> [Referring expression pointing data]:
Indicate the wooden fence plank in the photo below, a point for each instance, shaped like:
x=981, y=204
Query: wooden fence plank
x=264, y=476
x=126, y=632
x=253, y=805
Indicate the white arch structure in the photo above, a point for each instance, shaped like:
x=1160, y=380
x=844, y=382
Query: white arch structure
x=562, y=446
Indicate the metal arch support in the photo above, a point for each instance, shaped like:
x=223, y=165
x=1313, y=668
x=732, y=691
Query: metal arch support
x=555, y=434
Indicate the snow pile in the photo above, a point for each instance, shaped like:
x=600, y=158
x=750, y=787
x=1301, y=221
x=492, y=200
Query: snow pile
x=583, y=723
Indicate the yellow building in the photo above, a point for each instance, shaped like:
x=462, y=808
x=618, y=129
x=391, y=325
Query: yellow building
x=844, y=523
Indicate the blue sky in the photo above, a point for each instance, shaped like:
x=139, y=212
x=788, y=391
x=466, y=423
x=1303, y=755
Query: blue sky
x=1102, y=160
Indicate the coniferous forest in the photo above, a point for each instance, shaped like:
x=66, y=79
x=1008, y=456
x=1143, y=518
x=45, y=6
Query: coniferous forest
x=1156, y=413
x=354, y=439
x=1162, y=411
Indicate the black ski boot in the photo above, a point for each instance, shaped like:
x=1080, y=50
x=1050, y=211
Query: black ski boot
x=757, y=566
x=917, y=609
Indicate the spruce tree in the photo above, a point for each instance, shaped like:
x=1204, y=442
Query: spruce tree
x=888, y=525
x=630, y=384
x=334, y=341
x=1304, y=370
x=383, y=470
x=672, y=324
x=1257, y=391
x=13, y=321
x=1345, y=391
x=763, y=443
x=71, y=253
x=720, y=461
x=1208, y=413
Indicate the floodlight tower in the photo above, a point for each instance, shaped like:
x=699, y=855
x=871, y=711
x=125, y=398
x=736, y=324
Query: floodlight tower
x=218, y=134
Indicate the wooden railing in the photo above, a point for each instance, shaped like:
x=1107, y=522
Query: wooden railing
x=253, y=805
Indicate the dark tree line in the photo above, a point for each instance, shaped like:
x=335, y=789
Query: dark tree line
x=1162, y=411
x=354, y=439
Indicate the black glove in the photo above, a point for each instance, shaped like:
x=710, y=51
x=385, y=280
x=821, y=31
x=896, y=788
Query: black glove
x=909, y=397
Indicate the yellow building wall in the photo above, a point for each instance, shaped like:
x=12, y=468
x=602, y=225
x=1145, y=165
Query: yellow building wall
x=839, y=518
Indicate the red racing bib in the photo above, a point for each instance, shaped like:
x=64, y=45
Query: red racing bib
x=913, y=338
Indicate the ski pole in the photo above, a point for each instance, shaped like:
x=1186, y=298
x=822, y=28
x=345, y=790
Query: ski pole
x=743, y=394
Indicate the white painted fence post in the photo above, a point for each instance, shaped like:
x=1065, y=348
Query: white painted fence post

> [Directions for this task]:
Give the number of lines in the entries that contain the word "painted", with no other text.

> [Response area]:
2